→ Document segment
## begin

How to get the most out of your car tyres
Car tyres are one of the most important components of your car, providing grip on the road and keeping you in control while driving. It is really important to keep your tyres in good working condition so that you stay safe on the road and minimise the risk of a tyre blowout.
Unfortunately, between potholes and accidental scuffs on the kerb, car tyres and alloy wheels are prone to scrapes, gouges and all kinds of damage. Whether you care about keeping your new tyres in top condition for looks or safety, it is always a good idea to regularly check on your tyres and inspect them for damage. Failing to do so could leave you with costly repairs down the road.
This guide is going to offer some advice to keep your car tyres and alloy wheels in top condition so that you can get the absolute most out of your car when driving.

## end

→ Data lines
## begin

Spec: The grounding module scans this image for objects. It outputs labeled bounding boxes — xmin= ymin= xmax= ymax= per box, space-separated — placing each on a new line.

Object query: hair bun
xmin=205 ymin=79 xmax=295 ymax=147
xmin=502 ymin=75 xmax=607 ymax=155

## end

→ Challenges
A. In the car tire guide, repeat word for word the stretch from "Unfortunately, between potholes" through "car when driving.".
B. Turn the paragraph of the car tire guide that begins "Unfortunately, between potholes" into a short bulleted list that keeps its main points.
Work only from the car tire guide above, without the material.

→ Problem solutions
A.
Unfortunately, between potholes and accidental scuffs on the kerb, car tyres and alloy wheels are prone to scrapes, gouges and all kinds of damage. Whether you care about keeping your new tyres in top condition for looks or safety, it is always a good idea to regularly check on your tyres and inspect them for damage. Failing to do so could leave you with costly repairs down the road.
This guide is going to offer some advice to keep your car tyres and alloy wheels in top condition so that you can get the absolute most out of your car when driving.

B.
- Potholes and scuffs against the curb make tires and alloy wheels prone to scrapes, gouges and other damage.
- Whether for looks or safety, checking tires regularly for damage is always wise.
- Skipping these checks could lead to costly repairs later.